## SUPPLIED PASSAGE
☆ ☆ ☆ ☆ ☆

[6tisch] answers Ralph comments for minimal

[Xavi Vilajosana Guillen <xvilajosana@uoc.edu>]

Dear Ralph, all,

here answers of your comments after reviewing the minimal draft and
publishing v18.

1 ) MOST IMPORTANT COMMENT

Most importantly, this document needs to explain its intended use.  From
the Abstract: "This document describes a minimal mode of operation for a
6TiSCH Network."  Exactly what is a "minimal mode of operation"?  Is the
document intended to describe:

a starting point for design and deployment of a "6TiSCH network"?

2) a baseline set of required protocols and modes of operation, which
will be extended by future specifications (as suggested in section 1)?

3) initial behavior that will guarantee out of the box
interoperability among devices from, say, different vendors?

4) something else?

As an example, if I were reading the document for point 1, I can see the
value of pointing out, as in this rev of the document, various operational
choices.  However, if I were reading the document for point 3, I don't see
how interoperability can be guaranteed given the variety of specific
choices a vendor might make in the production of a device.

RESOLUTION:

Introduction and abstract have been updated following Brian and your
comments.  We have tried to clarify what is the inteded use of the document
as well as indicate what a minimal mode of operation is.
E.g.,

Abstract:
 This document describes a minimal mode of operation for a 6TiSCH
   Network.  A minimal mode of operation is a baseline set of protocols,
   recommended configurations and modes of operation sufficient to
   enable a 6TiSCH functional network.  6TiSCH provides IPv6
   connectivity over a Time Synchronized Channel Hopping (TSCH) mesh
   composed of IEEE Std 802.15.4 TSCH links.  This minimal mode uses a
   collection of protocols with the respective configurations, including
   the 6LoWPAN framework, enabling interoperable IPv6 connectivity over
   IEEE Std 802.15.4 TSCH.  This minimal configuration provides the
   necessary bandwidth for network and security bootstrap and defines
   the proper link between the IETF protocols that interface to the IEEE
   Std 802.15.4 TSCH.  This minimal mode of operation should be
   implemented by all 6TiSCH compliant devices.

Introduction

A 6TiSCH Network provides IPv6 connectivity [RFC2460] over a Time
   Synchronized Channel Hopping (TSCH) mesh [RFC7554] composed of IEEE
   Std 802.15.4 TSCH links [IEEE802154-2015].  IPv6 connectivity is
   obtained by the use of the 6LoWPAN framework ([RFC4944], [RFC6282],
   [RFC8025],[I-D.ietf-6lo-routing-dispatch] and [RFC6775]), RPL
   [RFC6550], and its Objective Function 0 (OF0) [RFC6552].

   This specification defines operational parameters and procedures for
   a minimal mode of operation to build a 6TiSCH Network.  Any 6TiSCH
   complaint device SHOULD implement this mode of operation.  This
   operational parameters configuration provides the necessary bandwidth
   for nodes to bootstrap the network.  The bootstrap process includes
   initial network configuration and security bootstrap.  In this
   specification, the 802.15.4 TSCH mode, the 6LoWPAN framework, RPL
   [RFC6550], and its Objective Function 0 (OF0) [RFC6552], are used
   unmodified.  Parameters and particular operations of TSCH are
   specified to guarantee interoperability between nodes in a 6TiSCH
   Network.  RPL is specified to provide the framework for time
   synchronization in an 802.15.4 TSCH network.  The specifics for
   interoperable interaction between RPL and TSCH are described.

☆ ☆ ☆ ☆ ☆

## DATASET RECORDS
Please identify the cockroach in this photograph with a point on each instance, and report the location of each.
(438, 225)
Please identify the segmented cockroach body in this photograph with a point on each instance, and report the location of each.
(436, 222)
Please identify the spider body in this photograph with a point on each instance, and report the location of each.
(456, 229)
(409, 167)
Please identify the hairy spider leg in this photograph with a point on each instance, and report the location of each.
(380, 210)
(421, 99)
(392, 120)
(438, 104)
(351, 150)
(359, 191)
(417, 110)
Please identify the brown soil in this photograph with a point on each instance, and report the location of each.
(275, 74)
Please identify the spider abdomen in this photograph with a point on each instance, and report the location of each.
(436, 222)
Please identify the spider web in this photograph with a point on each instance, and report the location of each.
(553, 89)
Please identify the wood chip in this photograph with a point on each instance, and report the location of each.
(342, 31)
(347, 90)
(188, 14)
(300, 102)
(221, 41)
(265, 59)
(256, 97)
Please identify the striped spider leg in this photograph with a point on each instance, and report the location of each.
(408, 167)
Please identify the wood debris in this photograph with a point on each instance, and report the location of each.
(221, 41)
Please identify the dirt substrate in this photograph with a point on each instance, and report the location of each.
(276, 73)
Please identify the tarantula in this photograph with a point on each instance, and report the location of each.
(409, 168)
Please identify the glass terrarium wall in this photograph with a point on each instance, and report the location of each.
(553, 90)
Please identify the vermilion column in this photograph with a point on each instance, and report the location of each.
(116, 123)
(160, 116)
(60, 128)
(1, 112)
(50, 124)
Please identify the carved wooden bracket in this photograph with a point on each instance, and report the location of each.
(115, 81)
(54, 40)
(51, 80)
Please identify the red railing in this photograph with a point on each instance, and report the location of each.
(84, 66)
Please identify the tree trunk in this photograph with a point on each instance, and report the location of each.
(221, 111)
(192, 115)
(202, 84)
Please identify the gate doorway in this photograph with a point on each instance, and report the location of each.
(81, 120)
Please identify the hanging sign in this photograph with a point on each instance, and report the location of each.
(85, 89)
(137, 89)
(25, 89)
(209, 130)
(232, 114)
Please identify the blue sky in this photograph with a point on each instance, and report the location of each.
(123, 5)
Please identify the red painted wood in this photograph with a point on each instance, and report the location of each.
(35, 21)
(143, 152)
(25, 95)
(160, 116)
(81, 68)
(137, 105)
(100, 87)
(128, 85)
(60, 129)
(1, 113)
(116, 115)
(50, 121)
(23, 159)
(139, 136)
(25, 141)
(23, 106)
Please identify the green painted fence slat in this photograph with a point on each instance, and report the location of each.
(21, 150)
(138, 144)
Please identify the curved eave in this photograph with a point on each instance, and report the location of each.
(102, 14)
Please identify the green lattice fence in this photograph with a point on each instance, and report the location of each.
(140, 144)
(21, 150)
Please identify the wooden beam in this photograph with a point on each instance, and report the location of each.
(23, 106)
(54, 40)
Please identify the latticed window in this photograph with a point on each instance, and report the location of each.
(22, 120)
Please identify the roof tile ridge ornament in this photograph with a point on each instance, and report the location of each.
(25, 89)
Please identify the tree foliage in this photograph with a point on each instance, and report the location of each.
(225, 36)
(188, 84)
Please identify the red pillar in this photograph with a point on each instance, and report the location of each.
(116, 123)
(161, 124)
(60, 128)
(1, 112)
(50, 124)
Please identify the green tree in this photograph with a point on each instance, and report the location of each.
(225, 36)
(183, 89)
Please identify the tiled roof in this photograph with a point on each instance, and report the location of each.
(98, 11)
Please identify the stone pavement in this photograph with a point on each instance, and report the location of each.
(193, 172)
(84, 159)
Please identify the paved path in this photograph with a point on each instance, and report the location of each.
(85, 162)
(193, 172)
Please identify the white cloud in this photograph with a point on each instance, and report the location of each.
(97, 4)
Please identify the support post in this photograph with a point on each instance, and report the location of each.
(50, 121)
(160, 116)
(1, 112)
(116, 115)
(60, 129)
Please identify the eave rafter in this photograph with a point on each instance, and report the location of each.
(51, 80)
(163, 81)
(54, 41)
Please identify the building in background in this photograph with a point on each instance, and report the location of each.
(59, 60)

☆ ☆ ☆ ☆ ☆

## TASK REQUIREMENTS
• 1. In the minimal-draft message, write out everything from "1 ) MOST IMPORTANT" down to "say, different vendors?", switching "interoperability" to "compatibility".
• 2. According to the abstract quoted in the minimal-draft message, which devices should implement the minimal mode of operation?

## SOLUTIONS PER TASK
• 1.
1 ) MOST IMPORTANT COMMENT

Most importantly, this document needs to explain its intended use.  From
the Abstract: "This document describes a minimal mode of operation for a
6TiSCH Network."  Exactly what is a "minimal mode of operation"?  Is the
document intended to describe:

a starting point for design and deployment of a "6TiSCH network"?

2) a baseline set of required protocols and modes of operation, which
will be extended by future specifications (as suggested in section 1)?

3) initial behavior that will guarantee out of the box
compatibility among devices from, say, different vendors?

• 2. All 6TiSCH compliant devices.